### What is expected
Output each line from the one that contains "Textual query: lace tassel" to the final line of the data below, exactly, and include nothing else.

Records contained in a dataset:
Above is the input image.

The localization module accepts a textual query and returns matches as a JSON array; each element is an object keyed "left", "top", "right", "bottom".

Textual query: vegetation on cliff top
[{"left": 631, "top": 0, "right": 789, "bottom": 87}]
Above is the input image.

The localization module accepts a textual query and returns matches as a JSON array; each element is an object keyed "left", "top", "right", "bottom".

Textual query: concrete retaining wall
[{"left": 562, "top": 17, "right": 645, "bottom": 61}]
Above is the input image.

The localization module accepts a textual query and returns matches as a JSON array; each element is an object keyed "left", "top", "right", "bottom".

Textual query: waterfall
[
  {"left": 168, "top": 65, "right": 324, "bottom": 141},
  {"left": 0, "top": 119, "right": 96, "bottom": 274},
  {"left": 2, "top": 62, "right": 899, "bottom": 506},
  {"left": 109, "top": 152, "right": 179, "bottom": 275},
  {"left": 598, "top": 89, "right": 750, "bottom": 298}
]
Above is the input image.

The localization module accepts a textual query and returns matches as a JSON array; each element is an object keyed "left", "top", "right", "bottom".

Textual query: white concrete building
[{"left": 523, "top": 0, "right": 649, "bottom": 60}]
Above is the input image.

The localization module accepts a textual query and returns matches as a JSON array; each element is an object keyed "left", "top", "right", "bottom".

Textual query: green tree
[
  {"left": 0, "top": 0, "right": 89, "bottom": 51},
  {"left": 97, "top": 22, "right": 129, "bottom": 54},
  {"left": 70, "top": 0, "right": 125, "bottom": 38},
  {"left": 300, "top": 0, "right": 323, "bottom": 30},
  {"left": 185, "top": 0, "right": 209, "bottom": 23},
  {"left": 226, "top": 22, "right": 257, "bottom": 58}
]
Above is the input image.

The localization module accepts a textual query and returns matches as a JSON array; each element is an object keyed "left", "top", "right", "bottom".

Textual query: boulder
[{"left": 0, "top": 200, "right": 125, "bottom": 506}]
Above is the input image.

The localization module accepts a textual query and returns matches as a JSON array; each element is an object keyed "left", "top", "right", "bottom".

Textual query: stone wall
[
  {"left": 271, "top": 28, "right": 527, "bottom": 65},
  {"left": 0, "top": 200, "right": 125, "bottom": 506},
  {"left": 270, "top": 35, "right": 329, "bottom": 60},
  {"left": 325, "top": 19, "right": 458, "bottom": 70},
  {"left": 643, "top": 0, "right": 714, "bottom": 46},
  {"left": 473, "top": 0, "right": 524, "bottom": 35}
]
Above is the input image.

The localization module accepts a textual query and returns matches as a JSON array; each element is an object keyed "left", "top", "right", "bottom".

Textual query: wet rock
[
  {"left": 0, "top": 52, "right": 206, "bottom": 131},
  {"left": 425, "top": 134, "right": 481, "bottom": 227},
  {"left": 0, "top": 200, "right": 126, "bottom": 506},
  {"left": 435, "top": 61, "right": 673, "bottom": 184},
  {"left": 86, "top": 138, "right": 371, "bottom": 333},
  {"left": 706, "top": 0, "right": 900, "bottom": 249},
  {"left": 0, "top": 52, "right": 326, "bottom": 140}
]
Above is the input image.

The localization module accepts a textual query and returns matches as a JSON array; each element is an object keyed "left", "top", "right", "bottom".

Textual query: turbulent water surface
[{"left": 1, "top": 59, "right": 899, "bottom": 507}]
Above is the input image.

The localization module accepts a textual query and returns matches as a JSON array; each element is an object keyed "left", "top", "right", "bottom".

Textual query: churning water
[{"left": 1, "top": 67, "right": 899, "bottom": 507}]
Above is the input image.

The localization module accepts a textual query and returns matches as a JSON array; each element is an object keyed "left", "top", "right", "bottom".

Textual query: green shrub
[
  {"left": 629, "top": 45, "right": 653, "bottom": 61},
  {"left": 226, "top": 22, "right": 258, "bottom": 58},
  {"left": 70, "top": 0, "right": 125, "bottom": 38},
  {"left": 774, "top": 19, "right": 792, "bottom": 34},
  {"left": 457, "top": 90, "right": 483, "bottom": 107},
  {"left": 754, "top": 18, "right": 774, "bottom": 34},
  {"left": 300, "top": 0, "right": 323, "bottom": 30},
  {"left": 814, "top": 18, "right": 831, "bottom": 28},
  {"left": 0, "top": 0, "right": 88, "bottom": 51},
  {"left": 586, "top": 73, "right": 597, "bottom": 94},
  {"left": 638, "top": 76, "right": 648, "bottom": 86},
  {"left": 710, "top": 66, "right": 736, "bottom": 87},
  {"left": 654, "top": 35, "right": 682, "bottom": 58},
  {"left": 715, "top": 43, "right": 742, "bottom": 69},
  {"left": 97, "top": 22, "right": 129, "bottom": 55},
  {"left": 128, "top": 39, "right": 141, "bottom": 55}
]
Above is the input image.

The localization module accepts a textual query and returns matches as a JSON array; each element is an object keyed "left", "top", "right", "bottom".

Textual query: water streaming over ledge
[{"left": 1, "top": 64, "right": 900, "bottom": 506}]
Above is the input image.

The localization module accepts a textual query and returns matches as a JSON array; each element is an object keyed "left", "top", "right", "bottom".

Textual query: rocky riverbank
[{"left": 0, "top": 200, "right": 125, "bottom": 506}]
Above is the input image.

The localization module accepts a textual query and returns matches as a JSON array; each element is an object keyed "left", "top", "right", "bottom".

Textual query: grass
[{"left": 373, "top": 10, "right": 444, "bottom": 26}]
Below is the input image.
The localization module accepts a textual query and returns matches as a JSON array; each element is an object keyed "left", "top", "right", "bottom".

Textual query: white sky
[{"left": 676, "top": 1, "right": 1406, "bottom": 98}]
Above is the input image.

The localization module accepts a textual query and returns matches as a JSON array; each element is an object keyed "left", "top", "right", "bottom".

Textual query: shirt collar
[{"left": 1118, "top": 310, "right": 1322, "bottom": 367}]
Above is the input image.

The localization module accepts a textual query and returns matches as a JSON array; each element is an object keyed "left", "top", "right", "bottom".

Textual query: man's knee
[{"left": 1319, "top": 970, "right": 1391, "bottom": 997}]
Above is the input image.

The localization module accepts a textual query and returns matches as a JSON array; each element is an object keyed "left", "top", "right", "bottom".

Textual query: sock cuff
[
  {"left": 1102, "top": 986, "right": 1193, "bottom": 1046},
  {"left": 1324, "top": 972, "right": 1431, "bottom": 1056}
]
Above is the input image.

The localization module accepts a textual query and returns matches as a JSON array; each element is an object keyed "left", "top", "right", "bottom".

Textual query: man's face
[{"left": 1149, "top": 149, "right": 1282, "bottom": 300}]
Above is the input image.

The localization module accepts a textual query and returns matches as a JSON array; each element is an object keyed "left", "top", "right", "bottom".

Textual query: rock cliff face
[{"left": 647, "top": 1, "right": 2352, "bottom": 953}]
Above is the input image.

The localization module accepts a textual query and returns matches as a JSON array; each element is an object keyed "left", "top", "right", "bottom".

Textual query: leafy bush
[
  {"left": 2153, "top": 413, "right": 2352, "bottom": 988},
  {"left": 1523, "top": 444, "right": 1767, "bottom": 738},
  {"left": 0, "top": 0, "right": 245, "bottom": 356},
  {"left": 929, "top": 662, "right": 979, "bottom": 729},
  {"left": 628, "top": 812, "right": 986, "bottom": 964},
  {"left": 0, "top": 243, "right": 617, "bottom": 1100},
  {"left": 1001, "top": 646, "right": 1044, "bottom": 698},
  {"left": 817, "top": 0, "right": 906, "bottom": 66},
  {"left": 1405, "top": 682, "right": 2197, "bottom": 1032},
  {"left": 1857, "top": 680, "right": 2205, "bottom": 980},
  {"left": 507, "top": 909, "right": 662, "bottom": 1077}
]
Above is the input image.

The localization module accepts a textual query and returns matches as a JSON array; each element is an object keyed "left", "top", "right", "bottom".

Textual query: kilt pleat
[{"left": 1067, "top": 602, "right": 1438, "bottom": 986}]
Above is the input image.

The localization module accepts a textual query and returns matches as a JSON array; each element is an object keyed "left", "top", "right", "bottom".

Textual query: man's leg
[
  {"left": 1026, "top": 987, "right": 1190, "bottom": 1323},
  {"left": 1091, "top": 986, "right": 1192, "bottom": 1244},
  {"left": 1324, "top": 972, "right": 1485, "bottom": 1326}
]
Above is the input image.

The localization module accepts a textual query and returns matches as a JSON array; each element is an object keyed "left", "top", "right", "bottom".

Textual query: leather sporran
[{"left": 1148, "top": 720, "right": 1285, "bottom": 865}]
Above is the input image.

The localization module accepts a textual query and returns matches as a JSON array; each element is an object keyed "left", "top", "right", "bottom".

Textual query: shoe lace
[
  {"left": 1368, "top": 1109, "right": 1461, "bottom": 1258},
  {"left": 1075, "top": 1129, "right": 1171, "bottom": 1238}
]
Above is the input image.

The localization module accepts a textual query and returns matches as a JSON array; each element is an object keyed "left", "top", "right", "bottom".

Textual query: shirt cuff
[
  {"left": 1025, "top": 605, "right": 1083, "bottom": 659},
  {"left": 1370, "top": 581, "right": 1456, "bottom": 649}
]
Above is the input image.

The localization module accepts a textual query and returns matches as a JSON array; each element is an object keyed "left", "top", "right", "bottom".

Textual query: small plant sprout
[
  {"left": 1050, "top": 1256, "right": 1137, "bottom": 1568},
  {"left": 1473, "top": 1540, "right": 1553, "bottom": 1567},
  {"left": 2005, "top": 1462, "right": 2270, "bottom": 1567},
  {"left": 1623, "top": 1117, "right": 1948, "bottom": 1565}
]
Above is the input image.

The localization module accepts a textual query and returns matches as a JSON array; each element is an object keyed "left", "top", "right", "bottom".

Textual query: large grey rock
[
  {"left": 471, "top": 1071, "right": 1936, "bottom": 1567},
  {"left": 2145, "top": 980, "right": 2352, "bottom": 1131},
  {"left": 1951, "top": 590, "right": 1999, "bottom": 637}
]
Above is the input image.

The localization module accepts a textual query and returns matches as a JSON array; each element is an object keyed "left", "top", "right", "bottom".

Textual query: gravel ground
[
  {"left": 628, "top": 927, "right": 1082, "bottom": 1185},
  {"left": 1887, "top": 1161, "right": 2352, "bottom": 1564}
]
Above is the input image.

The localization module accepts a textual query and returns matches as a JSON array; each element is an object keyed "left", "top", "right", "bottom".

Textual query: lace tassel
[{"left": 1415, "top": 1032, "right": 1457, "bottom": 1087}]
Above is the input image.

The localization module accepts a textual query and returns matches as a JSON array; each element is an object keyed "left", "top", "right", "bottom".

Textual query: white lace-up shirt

### Answer to this task
Textual query: lace tassel
[{"left": 1415, "top": 1032, "right": 1457, "bottom": 1087}]
Above is the input image.

The localization module accepts a textual query and returns matches as a JSON array; each element is an object keyed "left", "top", "right", "bottom".

Textual query: white lace-up shirt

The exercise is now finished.